▶ Estratto:
######

Se avete lo stomaco debole, il consiglio è quello di fuggire da questo disco a gambe levate, ma se riuscite ad usare la curiosità come leva, avrete l’opportunità di scoperchiare un vero e proprio vaso di Pandora, un mondo ammaliante, la cui atmosfera riesce a trasportare in uno stato mentale completamente differente.
Heather Leigh nasce nel West Virginia, ma si trasferisce presto a Houston dove già da piccola mostra uno straordinario interesse verso la musica, sperperando tempo e soldi in vari negozi di dischi. Un’infanzia difficile la sua, il patrigno è un uomo violento ed irascibile (la Leigh lo descrive come un vero tiranno), e le violenze subite hanno, come prevedibile, un forte impatto sulla sua psiche e sulla sua musica, anche se lei ha sempre rifiutato l’assioma che le sue composizioni siano un atto puramente confessionale.

######

▶ Materiale fornito:
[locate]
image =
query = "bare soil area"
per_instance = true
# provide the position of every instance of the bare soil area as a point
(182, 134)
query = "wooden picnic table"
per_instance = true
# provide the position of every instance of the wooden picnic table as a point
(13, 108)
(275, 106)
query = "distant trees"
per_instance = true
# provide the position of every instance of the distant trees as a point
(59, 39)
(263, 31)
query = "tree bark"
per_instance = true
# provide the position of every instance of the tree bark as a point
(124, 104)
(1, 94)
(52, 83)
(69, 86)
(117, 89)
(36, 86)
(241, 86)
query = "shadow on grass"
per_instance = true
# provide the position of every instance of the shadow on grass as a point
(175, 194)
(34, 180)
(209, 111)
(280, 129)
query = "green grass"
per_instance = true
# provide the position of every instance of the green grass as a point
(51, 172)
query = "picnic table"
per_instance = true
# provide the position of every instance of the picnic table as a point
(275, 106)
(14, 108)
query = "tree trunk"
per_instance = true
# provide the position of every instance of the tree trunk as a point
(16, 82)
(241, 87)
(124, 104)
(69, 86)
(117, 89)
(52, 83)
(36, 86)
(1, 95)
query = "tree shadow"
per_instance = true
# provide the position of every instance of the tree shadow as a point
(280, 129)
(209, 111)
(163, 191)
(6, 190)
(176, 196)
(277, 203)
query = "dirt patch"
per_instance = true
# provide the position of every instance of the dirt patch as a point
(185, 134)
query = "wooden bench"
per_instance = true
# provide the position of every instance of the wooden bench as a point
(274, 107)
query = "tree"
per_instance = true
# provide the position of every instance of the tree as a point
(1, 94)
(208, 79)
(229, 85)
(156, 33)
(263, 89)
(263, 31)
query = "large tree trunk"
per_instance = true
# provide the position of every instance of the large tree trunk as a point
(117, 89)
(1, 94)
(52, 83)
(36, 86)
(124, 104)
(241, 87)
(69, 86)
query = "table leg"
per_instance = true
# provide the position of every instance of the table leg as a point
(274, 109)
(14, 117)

######

▶ Esercizi proposti:
1. Riporta testualmente il passo dell'estratto che va da "Heather Leigh nasce" fino a "atto puramente confessionale." compreso.
2. In quante righe dei record compare la stringa "distant", tenendo conto di maiuscole e minuscole? Rispondi solo con il numero.

▶ Soluzioni per esercizio:
1.
Heather Leigh nasce nel West Virginia, ma si trasferisce presto a Houston dove già da piccola mostra uno straordinario interesse verso la musica, sperperando tempo e soldi in vari negozi di dischi. Un’infanzia difficile la sua, il patrigno è un uomo violento ed irascibile (la Leigh lo descrive come un vero tiranno), e le violenze subite hanno, come prevedibile, un forte impatto sulla sua psiche e sulla sua musica, anche se lei ha sempre rifiutato l’assioma che le sue composizioni siano un atto puramente confessionale.

2. 2